• _Exercise instructions_: A verbatim reproduction of every entry is the expected answer.

• _Saved entries_:
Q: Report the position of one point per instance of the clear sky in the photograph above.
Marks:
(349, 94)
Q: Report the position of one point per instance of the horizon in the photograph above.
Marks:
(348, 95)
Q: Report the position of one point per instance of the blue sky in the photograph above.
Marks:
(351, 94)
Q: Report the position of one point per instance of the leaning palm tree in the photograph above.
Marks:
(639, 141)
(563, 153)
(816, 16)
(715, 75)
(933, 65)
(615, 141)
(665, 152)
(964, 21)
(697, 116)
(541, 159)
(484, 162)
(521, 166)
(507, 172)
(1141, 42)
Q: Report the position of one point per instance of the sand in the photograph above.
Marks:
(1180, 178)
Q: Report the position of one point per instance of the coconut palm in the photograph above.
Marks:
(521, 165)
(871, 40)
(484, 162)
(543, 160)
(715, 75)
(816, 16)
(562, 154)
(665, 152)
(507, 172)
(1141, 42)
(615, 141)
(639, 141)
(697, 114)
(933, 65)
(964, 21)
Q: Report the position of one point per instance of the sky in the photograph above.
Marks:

• _Written solution_:
Q: Report the position of one point per instance of the clear sky in the photograph above.
Marks:
(349, 94)
Q: Report the position of one point per instance of the horizon in the photograph above.
Marks:
(348, 95)
Q: Report the position of one point per instance of the blue sky in the photograph above.
Marks:
(351, 94)
Q: Report the position of one point per instance of the leaning palm tree in the photograph above.
Marks:
(639, 141)
(563, 153)
(816, 16)
(715, 75)
(933, 65)
(615, 141)
(665, 152)
(964, 21)
(697, 116)
(541, 159)
(484, 162)
(521, 166)
(507, 172)
(1141, 42)
Q: Report the position of one point per instance of the sand in the photograph above.
Marks:
(1180, 178)
Q: Report the position of one point per instance of the coconut palm in the photograph above.
Marks:
(521, 165)
(871, 40)
(484, 162)
(543, 160)
(715, 75)
(816, 16)
(562, 154)
(665, 152)
(507, 172)
(1141, 42)
(615, 141)
(639, 141)
(697, 114)
(933, 65)
(964, 21)
Q: Report the position of one point per instance of the sky in the photograph above.
Marks:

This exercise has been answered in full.